Dataset entries
• • • • •

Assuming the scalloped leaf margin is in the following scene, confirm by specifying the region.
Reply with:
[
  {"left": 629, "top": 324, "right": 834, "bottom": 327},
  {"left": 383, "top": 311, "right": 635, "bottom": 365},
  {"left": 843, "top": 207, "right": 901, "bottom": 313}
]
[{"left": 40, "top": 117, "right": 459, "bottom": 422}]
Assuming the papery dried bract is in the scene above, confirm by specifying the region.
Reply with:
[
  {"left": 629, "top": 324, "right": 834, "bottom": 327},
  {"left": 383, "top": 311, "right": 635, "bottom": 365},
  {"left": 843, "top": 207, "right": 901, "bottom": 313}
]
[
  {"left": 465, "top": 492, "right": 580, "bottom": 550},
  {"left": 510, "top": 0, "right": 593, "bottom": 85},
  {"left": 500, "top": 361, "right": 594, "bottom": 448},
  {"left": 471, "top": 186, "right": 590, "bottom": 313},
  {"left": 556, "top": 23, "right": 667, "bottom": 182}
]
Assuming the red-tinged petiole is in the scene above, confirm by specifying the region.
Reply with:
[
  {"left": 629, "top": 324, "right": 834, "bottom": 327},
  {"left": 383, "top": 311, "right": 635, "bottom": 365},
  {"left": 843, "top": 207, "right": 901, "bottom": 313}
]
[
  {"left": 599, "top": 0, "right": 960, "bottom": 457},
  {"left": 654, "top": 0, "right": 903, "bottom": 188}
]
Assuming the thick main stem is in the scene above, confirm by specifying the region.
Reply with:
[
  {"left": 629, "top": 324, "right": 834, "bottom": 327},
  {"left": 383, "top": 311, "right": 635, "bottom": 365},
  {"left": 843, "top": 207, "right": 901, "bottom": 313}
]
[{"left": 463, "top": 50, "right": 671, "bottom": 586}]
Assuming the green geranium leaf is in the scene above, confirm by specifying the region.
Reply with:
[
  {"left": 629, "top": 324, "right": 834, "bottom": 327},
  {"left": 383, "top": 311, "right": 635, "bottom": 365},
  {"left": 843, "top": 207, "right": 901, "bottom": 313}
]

• • • • •

- _WORK ITEM_:
Each record above has to be retyped exactly, with nothing left out.

- _ANSWER SECTION_:
Assuming the scalloped leaf margin is in the following scene, confirm by specifying the region.
Reply with:
[
  {"left": 629, "top": 324, "right": 834, "bottom": 327},
  {"left": 383, "top": 311, "right": 635, "bottom": 365},
  {"left": 843, "top": 207, "right": 901, "bottom": 313}
]
[{"left": 40, "top": 117, "right": 459, "bottom": 422}]
Assuming the papery dried bract is in the scene above, confirm by specifying the region.
Reply with:
[
  {"left": 629, "top": 324, "right": 834, "bottom": 327},
  {"left": 383, "top": 311, "right": 635, "bottom": 365},
  {"left": 843, "top": 207, "right": 901, "bottom": 313}
]
[
  {"left": 465, "top": 492, "right": 580, "bottom": 550},
  {"left": 510, "top": 0, "right": 593, "bottom": 85},
  {"left": 500, "top": 361, "right": 594, "bottom": 448},
  {"left": 471, "top": 186, "right": 590, "bottom": 313},
  {"left": 556, "top": 23, "right": 667, "bottom": 182}
]
Assuming the red-tinged petiole is in the scene above, confirm by specifying the region.
Reply with:
[
  {"left": 629, "top": 324, "right": 834, "bottom": 327},
  {"left": 383, "top": 311, "right": 635, "bottom": 365},
  {"left": 843, "top": 207, "right": 901, "bottom": 313}
]
[
  {"left": 599, "top": 0, "right": 960, "bottom": 457},
  {"left": 654, "top": 0, "right": 903, "bottom": 188}
]
Assuming the thick main stem is in the scene above, confirm by specifying the region.
Reply with:
[
  {"left": 629, "top": 324, "right": 834, "bottom": 327},
  {"left": 383, "top": 311, "right": 635, "bottom": 365},
  {"left": 843, "top": 207, "right": 901, "bottom": 313}
]
[{"left": 463, "top": 50, "right": 671, "bottom": 586}]
Assuming the green geranium leaf is in the scene above, confirm by specifying the region.
Reply with:
[
  {"left": 629, "top": 324, "right": 834, "bottom": 327},
  {"left": 383, "top": 311, "right": 635, "bottom": 365},
  {"left": 843, "top": 207, "right": 901, "bottom": 313}
]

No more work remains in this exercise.